課題一覧:
1 – エピソードアイギスの感想文について、次の問いに答えてください。
(a) 筆者が今改めてプレイして、何として失敗しているのではないかと感じたか。
(b) リメイクの全体的なクオリティは何に乗っかっていると書かれているか。
(c) 感想をツイートするキャンペーンで使われたタグは何か。
2 – エピソードアイギスの感想文から、「リメイクの全体的なクオリティ」から「れはそうかもしれませんね)。」までを一字一句そのまま抜き出してください。
3 – エピソードアイギスの感想文の続きを、最後の文のあとから書いてください。

═══ 提示された抜粋

基本的には私の感想書き殴りなので、ネタバレが気になる方、自分の解釈と違う物は目に入れたくない方はここで戻る推奨です。なお、私としてはFes当時はとても受け入れられなかったのですが、人生経験が増えた今改めてプレイすると「意欲的ではあるが橋野さんの目指した体験シミュレータとしては失敗しているんじゃないか。」という感想に落ち着きました。賛否で言うのはちょっと難しい気持ちです。


「正気か!?」と思った開発の本気度

リメイクの全体的なクオリティはP3Rに乗っかっているので基本的には高いのですが、エピソードアイギスとしては「さほど変わりはなかった」という印象でした。ただ、細かな変更点はこだわりや過去の批判を受け止めていてよかったなと思います。この辺りはやった人にとっては「変わったな」とわかる話なので割愛しますが、一番驚いたのは「#P3R_EA感想」というタグをつけて感想をツイートするキャンペーンを張ったことでした。昔のあの悲劇をまた繰り返すの!? という気持ちになりましたが、開発としてはそれくらい真正面からこのリメイクと向き合ったという事なのかもしれません。ちなみに、この記事を書いている現時点ではこのタグをつける人はおおむね好意的な感想を投下しているようです(いろんなところがマイルドになったので、それはそうかもしれませんね)。

══════
═══ データ抜粋

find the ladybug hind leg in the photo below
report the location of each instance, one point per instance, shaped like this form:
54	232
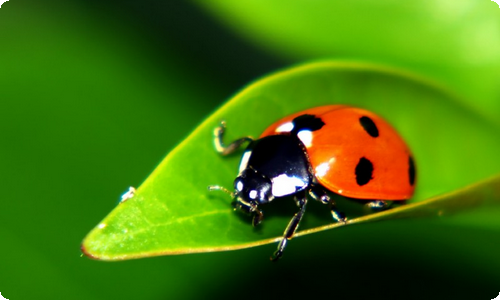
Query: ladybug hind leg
290	230
233	146
318	193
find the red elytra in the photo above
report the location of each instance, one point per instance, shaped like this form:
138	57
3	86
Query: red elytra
352	137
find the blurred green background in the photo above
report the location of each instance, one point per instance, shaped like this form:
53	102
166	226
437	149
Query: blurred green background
93	94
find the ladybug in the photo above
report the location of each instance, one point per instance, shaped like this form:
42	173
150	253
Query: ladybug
335	148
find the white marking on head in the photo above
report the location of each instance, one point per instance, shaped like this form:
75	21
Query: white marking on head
252	194
305	137
244	160
284	185
239	186
286	127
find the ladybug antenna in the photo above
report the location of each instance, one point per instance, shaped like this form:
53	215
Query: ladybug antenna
220	188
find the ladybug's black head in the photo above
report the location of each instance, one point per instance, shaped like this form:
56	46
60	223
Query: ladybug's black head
251	189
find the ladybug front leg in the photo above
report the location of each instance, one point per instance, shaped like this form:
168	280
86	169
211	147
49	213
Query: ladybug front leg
292	226
233	146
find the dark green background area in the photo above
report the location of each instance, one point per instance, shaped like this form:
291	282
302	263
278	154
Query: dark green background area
94	94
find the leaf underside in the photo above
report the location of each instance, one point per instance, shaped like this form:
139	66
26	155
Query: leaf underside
173	213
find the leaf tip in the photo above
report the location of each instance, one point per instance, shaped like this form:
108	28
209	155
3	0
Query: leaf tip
87	253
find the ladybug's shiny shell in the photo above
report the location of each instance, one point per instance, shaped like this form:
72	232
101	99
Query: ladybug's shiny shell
356	153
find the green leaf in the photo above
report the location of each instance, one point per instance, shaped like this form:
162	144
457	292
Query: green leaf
455	42
172	212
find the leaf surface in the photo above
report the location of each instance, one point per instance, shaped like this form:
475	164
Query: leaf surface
172	212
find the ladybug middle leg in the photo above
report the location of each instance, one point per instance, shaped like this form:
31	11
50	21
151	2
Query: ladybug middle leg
301	200
233	146
319	193
378	205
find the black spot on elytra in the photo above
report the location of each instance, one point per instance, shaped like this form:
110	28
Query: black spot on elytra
411	170
307	122
363	171
369	126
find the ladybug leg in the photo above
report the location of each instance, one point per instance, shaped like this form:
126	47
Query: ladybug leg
319	194
233	146
292	226
378	205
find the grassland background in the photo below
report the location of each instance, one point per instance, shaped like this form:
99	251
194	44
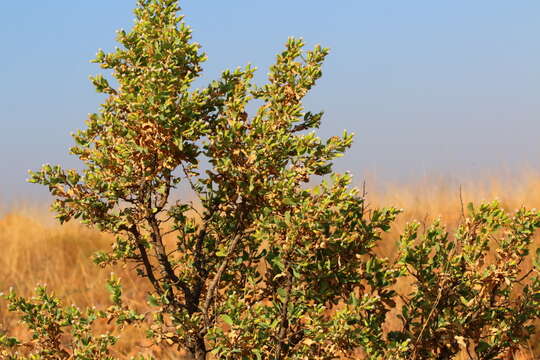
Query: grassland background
36	250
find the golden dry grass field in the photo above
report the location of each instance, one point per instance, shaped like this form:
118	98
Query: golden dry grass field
35	250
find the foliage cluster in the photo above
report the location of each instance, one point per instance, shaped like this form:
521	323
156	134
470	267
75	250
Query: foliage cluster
264	266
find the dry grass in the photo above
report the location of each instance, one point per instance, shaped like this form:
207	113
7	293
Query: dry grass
35	250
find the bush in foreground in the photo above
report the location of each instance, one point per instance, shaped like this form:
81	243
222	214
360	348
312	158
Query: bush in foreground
265	267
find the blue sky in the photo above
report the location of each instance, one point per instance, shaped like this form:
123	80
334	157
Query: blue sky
429	87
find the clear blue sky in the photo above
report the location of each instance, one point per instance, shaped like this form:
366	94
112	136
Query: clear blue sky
428	86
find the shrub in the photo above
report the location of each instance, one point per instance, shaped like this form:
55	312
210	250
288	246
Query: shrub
264	266
470	292
63	332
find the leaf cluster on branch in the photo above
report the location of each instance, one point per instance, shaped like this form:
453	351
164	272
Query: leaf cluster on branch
263	265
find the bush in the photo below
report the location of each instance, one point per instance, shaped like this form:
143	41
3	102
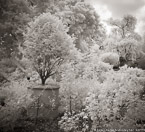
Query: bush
17	100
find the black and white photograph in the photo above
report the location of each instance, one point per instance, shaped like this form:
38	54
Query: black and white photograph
72	65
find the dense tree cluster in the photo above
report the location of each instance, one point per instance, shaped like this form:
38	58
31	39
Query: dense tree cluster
101	77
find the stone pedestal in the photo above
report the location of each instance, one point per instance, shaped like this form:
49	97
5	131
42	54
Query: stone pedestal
46	101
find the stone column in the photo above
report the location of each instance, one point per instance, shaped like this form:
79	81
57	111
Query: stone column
46	101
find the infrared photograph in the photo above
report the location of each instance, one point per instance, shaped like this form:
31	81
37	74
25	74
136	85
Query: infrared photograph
72	65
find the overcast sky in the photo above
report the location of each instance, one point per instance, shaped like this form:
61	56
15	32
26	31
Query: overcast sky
117	8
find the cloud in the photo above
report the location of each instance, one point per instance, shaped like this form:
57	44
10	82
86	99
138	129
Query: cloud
120	7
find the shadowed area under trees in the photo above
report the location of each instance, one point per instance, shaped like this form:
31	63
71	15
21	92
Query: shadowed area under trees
62	46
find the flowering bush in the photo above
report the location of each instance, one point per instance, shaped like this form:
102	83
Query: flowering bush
17	100
111	99
76	122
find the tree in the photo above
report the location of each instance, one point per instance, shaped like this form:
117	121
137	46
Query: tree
124	27
47	44
83	23
14	15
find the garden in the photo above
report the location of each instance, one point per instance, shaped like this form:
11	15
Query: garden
61	72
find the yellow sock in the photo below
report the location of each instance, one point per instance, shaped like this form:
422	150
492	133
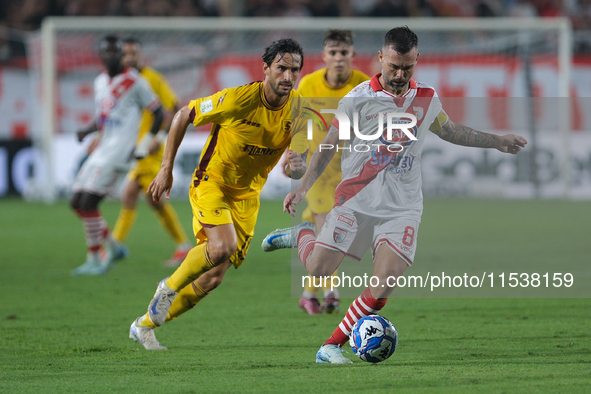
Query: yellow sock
328	282
196	263
170	221
145	322
186	299
124	223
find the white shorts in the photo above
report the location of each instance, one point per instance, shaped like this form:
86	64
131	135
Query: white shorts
98	179
354	233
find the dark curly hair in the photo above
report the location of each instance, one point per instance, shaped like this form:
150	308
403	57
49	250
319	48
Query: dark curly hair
401	39
281	47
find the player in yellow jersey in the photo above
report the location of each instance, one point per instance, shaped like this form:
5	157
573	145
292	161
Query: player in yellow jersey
147	167
326	87
251	128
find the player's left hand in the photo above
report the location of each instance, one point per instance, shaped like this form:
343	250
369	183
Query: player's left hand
297	165
511	143
154	146
293	199
161	184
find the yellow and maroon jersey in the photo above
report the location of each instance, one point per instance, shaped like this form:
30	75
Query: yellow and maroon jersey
247	138
165	94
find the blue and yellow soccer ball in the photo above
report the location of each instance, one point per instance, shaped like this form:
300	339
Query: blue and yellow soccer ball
373	338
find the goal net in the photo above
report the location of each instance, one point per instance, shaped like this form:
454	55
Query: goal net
484	69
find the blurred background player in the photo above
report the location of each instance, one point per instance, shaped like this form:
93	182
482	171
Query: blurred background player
325	87
251	128
148	164
120	95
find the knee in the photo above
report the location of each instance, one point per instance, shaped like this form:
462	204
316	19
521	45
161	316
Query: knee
211	282
221	251
75	202
316	269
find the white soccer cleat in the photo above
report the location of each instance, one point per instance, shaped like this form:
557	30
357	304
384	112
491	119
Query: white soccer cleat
284	238
161	302
145	336
331	354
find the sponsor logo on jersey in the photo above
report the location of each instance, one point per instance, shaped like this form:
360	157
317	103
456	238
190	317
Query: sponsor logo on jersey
249	123
287	126
254	150
108	103
346	220
339	234
221	100
206	106
403	248
399	136
419	112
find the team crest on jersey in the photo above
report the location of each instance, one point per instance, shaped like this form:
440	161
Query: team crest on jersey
339	234
108	103
221	100
419	112
348	221
398	136
286	126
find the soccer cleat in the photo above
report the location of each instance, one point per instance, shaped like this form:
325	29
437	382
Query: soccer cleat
178	257
90	267
330	303
161	302
310	305
331	354
283	238
145	336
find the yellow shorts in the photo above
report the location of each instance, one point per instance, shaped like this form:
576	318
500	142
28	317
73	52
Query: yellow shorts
320	198
211	207
145	170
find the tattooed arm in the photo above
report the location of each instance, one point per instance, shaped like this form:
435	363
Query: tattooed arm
459	134
318	163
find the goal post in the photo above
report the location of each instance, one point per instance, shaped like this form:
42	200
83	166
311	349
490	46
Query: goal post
180	46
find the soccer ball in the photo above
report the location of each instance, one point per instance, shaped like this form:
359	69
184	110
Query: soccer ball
373	338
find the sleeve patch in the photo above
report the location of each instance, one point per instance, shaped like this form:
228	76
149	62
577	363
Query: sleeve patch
206	106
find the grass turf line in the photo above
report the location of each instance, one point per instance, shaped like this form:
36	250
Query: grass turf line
60	333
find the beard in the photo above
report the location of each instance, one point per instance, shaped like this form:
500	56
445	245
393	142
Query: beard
279	91
397	88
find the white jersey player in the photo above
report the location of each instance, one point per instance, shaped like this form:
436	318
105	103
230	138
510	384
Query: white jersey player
379	201
120	95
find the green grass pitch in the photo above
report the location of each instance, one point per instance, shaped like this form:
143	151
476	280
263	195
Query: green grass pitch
65	334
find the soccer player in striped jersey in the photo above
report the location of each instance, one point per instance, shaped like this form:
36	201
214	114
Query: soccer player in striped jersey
325	87
120	96
148	164
379	201
251	128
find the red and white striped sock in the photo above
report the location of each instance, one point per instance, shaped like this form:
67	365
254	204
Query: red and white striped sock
364	305
93	230
306	240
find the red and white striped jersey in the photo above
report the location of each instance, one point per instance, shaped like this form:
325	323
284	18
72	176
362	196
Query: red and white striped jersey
380	179
119	102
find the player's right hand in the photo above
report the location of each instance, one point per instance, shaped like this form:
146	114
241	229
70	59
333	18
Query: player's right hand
161	184
293	199
81	134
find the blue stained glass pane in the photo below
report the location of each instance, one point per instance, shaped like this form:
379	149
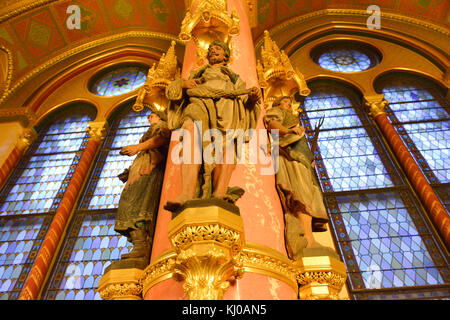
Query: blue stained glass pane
344	60
386	243
109	187
411	100
351	160
326	100
17	238
97	244
432	139
418	111
38	186
120	81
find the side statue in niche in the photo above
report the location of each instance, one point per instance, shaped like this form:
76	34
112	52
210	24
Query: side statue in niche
138	204
216	98
297	186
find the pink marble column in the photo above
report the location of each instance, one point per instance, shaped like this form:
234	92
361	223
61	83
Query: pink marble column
260	206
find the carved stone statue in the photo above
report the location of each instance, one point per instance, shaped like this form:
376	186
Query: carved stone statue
296	183
217	98
138	204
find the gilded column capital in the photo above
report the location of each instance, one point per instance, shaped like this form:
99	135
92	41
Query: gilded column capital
207	241
26	138
98	130
377	105
320	278
121	284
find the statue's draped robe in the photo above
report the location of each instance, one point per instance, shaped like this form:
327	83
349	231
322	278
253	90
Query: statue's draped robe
220	102
138	203
296	183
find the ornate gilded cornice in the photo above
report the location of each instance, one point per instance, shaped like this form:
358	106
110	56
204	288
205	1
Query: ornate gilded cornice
159	270
9	72
69	53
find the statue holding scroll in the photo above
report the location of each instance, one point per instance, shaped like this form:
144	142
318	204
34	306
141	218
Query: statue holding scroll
215	98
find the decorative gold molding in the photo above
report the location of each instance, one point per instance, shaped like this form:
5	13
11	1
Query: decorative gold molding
9	72
207	271
92	44
263	260
320	278
24	8
26	139
159	270
121	284
98	130
24	115
206	22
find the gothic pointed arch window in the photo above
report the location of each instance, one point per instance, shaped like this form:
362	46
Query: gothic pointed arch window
34	191
420	113
91	243
383	235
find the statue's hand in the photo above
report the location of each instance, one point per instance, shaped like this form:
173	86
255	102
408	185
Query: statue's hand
189	84
129	150
255	94
298	130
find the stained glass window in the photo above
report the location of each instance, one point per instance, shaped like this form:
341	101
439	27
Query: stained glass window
345	57
421	116
33	193
92	243
119	81
377	222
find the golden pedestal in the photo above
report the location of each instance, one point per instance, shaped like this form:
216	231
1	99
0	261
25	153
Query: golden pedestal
209	253
320	277
207	240
121	284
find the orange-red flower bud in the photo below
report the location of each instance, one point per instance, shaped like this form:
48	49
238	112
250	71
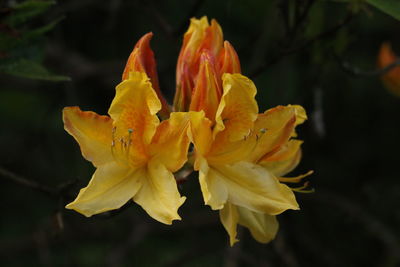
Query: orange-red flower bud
391	79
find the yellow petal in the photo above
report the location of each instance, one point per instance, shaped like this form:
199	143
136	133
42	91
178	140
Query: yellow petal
200	133
263	227
171	142
215	192
92	132
111	186
250	186
237	110
284	160
273	130
207	91
229	218
134	111
229	60
142	60
159	195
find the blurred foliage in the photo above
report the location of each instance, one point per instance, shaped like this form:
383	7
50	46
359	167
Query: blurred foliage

══════

回答一覧:
1 –
(a) 橋野さんの目指した体験シミュレータとして
(b) P3R
(c) 「#P3R_EA感想」

2 –
リメイクの全体的なクオリティはP3Rに乗っかっているので基本的には高いのですが、エピソードアイギスとしては「さほど変わりはなかった」という印象でした。ただ、細かな変更点はこだわりや過去の批判を受け止めていてよかったなと思います。この辺りはやった人にとっては「変わったな」とわかる話なので割愛しますが、一番驚いたのは「#P3R_EA感想」というタグをつけて感想をツイートするキャンペーンを張ったことでした。昔のあの悲劇をまた繰り返すの!? という気持ちになりましたが、開発としてはそれくらい真正面からこのリメイクと向き合ったという事なのかもしれません。ちなみに、この記事を書いている現時点ではこのタグをつける人はおおむね好意的な感想を投下しているようです(いろんなところがマイルドになったので、それはそうかもしれませんね)。

3 –
ペルソナの中で最も等身大な高校生が描かれているP3

オリジナルのP3が出たのはもう10年以上前(2007年)になる訳ですが、今改めてプレイすると全然違う見え方をするゲームでした。これはきっと私自身が歳をとったからなんだろうな、と思います。これは多分、当時の開発インタビュー読んでもそう感じる部分があるので、クリエイターが表現したかったことを読み取れる歳になったという事かもしれません。

当時はとにかく自分の事しか考えていないゆかりや大したこともできないくせに口ばかり大きい(かといってムードメーカーとしても中途半端)な順平にイライラしていました。そしてエピソードアイギスでは仲間割れの引き金を引き、この期に及んでも我がままばかりのゆかりには閉口したものでした。

ただ、今改めてエピソードアイギスまでをプレイしてみて思うのは、「高校生なら当たり前じゃん」という事でした。大好きな人が自分の知らないところでいなくなって、思いがけず再開の可能性があったら、何をおいても「ただ会いたい」という思いが溢れてしまうゆかりを誰が責められるのでしょうか。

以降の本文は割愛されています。